Referring expression pointing data
※

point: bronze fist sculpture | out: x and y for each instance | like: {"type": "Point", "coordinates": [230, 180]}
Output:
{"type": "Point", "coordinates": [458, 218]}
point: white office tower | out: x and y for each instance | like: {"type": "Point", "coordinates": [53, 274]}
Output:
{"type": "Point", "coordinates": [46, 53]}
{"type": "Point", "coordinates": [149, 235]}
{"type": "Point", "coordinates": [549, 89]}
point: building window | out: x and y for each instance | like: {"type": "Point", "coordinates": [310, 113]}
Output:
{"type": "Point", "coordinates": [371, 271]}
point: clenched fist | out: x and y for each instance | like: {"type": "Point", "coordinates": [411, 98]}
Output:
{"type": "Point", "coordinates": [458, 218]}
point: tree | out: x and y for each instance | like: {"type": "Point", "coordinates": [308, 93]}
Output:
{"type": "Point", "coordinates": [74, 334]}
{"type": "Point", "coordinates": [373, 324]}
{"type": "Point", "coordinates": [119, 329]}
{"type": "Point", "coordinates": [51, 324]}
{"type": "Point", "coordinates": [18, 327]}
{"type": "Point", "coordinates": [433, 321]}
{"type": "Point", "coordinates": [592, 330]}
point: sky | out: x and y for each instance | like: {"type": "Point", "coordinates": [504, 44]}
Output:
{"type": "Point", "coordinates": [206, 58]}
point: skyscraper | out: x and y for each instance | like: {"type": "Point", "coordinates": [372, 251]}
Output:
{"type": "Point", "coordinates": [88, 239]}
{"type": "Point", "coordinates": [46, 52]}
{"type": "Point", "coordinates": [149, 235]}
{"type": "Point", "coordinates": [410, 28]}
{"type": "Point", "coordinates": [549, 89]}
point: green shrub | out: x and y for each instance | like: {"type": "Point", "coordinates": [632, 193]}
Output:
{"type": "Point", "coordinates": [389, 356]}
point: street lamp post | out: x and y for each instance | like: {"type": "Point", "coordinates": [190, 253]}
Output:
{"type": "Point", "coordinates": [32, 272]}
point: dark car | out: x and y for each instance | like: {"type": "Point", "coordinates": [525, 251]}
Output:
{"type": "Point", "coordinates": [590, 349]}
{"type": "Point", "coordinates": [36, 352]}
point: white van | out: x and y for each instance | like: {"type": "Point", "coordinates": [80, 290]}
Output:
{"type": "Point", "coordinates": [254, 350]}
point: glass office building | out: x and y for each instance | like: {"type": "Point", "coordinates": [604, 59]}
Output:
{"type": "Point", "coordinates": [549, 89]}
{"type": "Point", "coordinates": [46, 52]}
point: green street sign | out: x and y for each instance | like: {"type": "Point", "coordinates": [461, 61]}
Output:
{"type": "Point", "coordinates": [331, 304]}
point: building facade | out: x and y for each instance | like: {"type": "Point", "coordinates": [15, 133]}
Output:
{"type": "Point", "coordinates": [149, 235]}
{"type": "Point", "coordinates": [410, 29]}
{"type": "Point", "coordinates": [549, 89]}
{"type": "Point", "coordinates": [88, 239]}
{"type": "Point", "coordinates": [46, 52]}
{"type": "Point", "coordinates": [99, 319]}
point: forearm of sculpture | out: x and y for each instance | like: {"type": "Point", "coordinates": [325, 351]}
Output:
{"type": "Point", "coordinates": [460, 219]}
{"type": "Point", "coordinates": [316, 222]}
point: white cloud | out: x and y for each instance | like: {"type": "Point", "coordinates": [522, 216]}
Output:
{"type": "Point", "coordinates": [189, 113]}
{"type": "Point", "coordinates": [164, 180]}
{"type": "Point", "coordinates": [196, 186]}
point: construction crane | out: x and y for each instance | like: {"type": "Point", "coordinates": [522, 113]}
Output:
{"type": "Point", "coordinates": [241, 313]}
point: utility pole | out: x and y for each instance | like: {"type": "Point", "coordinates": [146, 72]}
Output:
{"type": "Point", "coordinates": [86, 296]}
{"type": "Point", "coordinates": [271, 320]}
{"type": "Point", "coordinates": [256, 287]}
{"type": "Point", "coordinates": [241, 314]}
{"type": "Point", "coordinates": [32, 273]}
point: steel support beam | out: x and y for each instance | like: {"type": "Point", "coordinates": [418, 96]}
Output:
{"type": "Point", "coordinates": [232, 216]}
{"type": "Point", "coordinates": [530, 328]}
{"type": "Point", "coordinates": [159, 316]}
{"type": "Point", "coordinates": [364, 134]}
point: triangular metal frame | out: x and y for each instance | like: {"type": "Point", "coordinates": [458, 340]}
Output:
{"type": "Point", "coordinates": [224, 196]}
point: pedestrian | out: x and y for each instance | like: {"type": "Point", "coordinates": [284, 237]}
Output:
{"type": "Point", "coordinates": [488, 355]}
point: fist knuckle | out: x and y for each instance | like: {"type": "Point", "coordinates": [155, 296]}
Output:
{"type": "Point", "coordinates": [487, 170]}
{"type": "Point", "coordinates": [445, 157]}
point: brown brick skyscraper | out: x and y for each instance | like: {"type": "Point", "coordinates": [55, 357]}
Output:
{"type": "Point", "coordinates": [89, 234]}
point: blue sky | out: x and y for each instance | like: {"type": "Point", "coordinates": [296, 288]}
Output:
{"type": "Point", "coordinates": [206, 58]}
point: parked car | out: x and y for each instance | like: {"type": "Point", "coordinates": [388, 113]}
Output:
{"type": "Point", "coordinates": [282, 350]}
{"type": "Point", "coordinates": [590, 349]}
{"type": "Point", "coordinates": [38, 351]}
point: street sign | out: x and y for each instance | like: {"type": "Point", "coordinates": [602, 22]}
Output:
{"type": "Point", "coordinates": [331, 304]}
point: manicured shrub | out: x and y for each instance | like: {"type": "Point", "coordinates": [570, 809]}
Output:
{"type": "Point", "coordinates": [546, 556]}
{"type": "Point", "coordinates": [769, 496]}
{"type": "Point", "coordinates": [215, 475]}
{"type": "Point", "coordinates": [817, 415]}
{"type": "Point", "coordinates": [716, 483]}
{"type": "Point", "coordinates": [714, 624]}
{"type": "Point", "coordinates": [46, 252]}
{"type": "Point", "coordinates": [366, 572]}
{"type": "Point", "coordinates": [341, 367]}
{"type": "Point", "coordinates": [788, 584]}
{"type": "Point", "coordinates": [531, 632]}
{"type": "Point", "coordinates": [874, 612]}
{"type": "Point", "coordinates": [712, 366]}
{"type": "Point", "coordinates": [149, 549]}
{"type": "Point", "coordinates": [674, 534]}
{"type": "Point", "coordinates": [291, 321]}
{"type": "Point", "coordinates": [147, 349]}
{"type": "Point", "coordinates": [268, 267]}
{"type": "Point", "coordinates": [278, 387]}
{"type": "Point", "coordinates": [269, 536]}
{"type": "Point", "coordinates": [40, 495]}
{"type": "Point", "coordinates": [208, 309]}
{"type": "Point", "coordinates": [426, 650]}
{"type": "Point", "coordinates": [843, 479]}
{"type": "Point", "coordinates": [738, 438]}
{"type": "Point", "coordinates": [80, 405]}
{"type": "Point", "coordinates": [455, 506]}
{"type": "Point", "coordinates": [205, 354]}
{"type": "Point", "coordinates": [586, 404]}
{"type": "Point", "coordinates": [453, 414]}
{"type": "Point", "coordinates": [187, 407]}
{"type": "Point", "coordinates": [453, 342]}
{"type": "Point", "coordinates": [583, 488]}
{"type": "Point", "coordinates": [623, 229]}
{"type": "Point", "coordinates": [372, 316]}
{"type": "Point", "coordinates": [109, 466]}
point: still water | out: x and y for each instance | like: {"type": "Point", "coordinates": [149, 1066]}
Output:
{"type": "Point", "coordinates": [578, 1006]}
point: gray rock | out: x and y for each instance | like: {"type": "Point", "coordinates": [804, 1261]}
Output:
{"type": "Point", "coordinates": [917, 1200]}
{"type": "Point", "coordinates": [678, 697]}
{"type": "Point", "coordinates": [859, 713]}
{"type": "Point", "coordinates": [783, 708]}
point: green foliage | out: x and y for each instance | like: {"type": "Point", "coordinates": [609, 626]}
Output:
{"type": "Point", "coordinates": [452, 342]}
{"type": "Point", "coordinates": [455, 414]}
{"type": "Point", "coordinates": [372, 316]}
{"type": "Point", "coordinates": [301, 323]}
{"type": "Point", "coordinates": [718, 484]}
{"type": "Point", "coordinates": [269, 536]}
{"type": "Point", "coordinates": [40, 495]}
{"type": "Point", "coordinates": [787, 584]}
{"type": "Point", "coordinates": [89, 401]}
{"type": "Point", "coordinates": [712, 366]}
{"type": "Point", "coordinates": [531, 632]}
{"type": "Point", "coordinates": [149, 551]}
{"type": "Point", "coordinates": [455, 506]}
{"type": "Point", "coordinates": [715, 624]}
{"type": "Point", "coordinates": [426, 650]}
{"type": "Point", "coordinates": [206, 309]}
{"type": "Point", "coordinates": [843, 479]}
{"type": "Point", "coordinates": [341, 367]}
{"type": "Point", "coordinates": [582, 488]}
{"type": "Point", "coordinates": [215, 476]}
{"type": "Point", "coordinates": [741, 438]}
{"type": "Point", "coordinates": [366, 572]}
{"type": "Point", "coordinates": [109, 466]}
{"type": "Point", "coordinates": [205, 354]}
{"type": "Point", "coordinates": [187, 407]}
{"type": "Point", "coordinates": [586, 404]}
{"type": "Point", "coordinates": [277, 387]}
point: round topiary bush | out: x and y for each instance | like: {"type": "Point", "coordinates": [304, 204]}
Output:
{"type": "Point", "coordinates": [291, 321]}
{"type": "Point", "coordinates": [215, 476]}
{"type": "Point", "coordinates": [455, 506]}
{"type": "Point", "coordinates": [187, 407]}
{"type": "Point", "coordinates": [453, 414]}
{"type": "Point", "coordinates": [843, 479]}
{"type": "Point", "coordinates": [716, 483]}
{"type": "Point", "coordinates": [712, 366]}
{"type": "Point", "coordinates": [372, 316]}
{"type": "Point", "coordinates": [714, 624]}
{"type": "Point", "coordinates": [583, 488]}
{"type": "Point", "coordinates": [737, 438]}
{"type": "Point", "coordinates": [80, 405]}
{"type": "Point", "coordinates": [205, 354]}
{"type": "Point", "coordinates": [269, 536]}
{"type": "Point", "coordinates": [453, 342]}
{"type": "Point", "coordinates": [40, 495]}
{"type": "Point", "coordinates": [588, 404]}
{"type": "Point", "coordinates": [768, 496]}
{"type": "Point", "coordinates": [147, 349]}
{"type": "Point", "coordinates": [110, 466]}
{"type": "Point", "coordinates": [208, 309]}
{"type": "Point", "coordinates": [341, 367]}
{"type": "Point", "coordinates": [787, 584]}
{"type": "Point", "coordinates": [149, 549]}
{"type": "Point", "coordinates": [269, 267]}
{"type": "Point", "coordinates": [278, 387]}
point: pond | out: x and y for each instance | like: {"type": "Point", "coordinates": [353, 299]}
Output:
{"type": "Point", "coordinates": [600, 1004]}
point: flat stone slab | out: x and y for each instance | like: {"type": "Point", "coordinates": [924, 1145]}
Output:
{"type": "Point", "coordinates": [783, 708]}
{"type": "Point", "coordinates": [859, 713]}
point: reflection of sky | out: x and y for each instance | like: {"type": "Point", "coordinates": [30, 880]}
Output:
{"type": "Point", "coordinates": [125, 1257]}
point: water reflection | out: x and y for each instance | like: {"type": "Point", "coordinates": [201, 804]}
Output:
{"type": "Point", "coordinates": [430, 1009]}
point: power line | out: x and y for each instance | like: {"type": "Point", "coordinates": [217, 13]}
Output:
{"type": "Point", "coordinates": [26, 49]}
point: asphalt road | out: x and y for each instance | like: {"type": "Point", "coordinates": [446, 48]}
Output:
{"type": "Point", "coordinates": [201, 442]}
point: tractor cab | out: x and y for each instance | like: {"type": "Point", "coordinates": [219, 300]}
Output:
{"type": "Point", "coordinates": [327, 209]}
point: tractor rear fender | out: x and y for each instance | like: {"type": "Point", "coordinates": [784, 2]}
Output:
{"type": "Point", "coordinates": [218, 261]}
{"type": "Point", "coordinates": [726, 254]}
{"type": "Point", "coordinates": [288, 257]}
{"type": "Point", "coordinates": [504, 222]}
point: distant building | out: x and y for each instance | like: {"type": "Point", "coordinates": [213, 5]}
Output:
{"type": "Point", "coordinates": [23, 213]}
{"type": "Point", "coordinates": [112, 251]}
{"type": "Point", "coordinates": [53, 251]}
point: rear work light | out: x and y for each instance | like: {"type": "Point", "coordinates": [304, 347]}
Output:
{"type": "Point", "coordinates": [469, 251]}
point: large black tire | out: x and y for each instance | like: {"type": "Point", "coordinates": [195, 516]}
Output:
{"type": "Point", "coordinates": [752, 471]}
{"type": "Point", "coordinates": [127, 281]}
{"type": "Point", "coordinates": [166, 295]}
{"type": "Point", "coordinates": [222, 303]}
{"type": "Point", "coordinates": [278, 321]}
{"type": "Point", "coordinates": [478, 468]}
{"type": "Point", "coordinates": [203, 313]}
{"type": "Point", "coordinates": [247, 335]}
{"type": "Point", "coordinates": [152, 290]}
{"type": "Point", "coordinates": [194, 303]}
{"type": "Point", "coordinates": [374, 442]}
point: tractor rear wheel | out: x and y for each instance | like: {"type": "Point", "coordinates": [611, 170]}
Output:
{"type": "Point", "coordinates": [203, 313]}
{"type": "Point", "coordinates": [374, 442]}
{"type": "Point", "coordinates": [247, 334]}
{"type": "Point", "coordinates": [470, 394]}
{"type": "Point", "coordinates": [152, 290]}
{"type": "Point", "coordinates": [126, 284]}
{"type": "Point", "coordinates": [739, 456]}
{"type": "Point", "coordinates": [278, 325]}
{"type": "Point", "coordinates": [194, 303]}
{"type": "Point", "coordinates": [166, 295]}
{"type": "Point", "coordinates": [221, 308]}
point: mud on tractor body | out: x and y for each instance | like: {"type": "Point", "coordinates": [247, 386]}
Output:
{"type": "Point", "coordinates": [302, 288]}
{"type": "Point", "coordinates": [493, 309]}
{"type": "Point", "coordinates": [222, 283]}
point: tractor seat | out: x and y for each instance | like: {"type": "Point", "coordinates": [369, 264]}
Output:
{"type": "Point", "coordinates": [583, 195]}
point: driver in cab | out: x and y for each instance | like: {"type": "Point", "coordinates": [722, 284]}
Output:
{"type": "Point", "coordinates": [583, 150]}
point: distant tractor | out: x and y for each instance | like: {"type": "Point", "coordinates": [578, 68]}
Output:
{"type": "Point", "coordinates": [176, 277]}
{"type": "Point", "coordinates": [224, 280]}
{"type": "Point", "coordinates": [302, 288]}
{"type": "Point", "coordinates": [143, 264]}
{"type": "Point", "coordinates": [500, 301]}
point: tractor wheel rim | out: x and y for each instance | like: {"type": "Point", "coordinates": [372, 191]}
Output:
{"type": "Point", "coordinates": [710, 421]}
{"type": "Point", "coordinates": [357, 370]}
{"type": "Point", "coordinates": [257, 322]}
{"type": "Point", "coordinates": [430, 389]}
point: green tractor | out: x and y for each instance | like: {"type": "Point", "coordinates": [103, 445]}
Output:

※

### What this task involves
Report the lines above that contain "office".

### Solution to the problem
point: white office tower | out: x and y for each instance | like: {"type": "Point", "coordinates": [53, 274]}
point: glass office building | out: x and y for each instance | like: {"type": "Point", "coordinates": [604, 59]}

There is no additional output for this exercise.